Dataset records about object locations
+---+

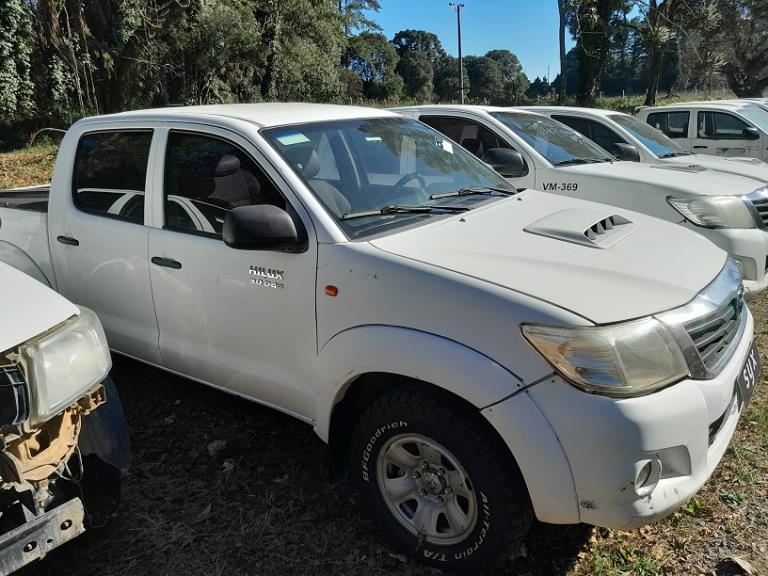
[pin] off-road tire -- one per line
(504, 512)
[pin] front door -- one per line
(241, 320)
(724, 134)
(99, 239)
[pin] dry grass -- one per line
(28, 166)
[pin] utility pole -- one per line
(458, 7)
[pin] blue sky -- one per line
(526, 27)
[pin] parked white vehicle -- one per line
(477, 354)
(628, 138)
(55, 424)
(535, 151)
(720, 127)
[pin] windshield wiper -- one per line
(675, 154)
(573, 161)
(399, 209)
(473, 190)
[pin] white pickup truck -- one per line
(628, 138)
(477, 354)
(534, 151)
(60, 438)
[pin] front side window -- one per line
(721, 126)
(656, 141)
(361, 165)
(110, 174)
(556, 142)
(206, 177)
(673, 124)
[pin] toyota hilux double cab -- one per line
(63, 438)
(532, 150)
(474, 354)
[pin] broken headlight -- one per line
(65, 364)
(627, 359)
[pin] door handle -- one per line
(166, 262)
(68, 240)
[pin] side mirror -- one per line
(259, 227)
(508, 163)
(624, 151)
(751, 133)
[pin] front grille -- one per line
(713, 334)
(759, 200)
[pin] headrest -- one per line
(305, 159)
(227, 166)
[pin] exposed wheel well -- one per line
(360, 394)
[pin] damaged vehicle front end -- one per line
(63, 436)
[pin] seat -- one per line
(306, 160)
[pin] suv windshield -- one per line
(655, 140)
(393, 167)
(555, 141)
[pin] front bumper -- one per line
(605, 442)
(34, 539)
(749, 247)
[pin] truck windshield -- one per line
(655, 140)
(555, 141)
(391, 167)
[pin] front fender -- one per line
(413, 354)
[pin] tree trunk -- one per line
(561, 89)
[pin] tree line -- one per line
(63, 59)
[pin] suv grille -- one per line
(759, 200)
(713, 334)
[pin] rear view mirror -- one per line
(626, 152)
(260, 227)
(508, 163)
(751, 133)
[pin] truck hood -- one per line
(528, 243)
(29, 308)
(747, 167)
(681, 179)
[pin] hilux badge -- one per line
(266, 277)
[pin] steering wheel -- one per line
(412, 176)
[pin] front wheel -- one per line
(438, 484)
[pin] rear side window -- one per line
(721, 126)
(110, 174)
(206, 177)
(673, 124)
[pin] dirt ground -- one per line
(223, 486)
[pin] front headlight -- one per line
(621, 360)
(65, 364)
(715, 211)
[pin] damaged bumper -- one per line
(34, 539)
(636, 460)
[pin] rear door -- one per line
(99, 239)
(724, 134)
(676, 124)
(241, 320)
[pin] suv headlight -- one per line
(65, 364)
(715, 211)
(622, 360)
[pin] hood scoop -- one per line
(587, 227)
(745, 160)
(690, 168)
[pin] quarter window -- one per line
(110, 174)
(673, 124)
(206, 177)
(720, 126)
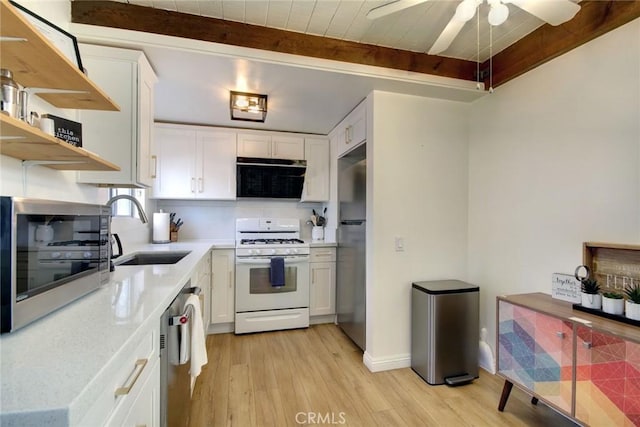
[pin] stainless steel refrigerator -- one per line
(351, 271)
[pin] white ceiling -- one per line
(414, 29)
(194, 83)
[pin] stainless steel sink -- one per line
(152, 258)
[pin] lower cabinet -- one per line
(222, 286)
(145, 410)
(585, 366)
(322, 281)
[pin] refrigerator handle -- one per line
(352, 222)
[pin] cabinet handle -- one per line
(140, 364)
(154, 174)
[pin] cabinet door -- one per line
(145, 410)
(121, 137)
(316, 180)
(217, 164)
(112, 135)
(145, 158)
(222, 286)
(287, 147)
(536, 351)
(322, 295)
(176, 152)
(607, 379)
(254, 145)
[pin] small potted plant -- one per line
(612, 303)
(591, 297)
(632, 305)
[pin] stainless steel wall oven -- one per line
(51, 254)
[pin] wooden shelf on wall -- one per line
(36, 63)
(25, 142)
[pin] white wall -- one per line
(553, 162)
(417, 190)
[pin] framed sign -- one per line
(565, 287)
(64, 41)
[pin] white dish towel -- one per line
(198, 348)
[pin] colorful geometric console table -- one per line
(585, 366)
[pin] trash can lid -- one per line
(445, 287)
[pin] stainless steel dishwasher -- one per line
(175, 381)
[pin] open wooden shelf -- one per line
(36, 63)
(25, 142)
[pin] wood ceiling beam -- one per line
(169, 23)
(595, 18)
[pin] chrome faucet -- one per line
(143, 216)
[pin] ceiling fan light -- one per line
(466, 10)
(498, 14)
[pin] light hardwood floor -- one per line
(315, 376)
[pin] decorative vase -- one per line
(592, 301)
(613, 305)
(632, 310)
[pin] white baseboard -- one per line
(327, 318)
(220, 328)
(387, 363)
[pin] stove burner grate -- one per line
(269, 241)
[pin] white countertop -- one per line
(51, 368)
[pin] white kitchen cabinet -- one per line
(322, 280)
(195, 162)
(122, 137)
(316, 180)
(145, 410)
(270, 146)
(352, 131)
(202, 279)
(222, 286)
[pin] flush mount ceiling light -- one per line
(248, 106)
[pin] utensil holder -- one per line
(317, 233)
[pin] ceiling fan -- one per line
(554, 12)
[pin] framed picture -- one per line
(65, 42)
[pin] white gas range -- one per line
(272, 275)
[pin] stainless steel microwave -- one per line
(269, 178)
(51, 254)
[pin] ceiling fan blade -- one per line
(393, 7)
(554, 12)
(447, 36)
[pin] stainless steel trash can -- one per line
(445, 331)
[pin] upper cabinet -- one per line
(36, 63)
(352, 131)
(316, 181)
(123, 137)
(270, 146)
(195, 162)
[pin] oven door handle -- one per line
(267, 261)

+---+

Exercise aim
Extract, verbatim, the lines from the one containing "[pin] flush mount" through the last line of the listing above.

Exercise output
[pin] flush mount ceiling light -- one per line
(248, 106)
[pin] utensil holder -- one per line
(317, 233)
[pin] ceiling fan -- one per line
(554, 12)
[pin] framed picture -- one per line
(65, 42)
[pin] white gas range -- one per line
(272, 275)
[pin] stainless steel microwave -- one per line
(269, 178)
(51, 254)
[pin] ceiling fan blade -- one per line
(393, 7)
(554, 12)
(447, 36)
[pin] stainless steel trash can -- one per line
(445, 331)
[pin] upper cabinet -- one per line
(36, 63)
(352, 131)
(316, 181)
(123, 137)
(270, 146)
(195, 162)
[pin] oven door handle -- one per line
(267, 261)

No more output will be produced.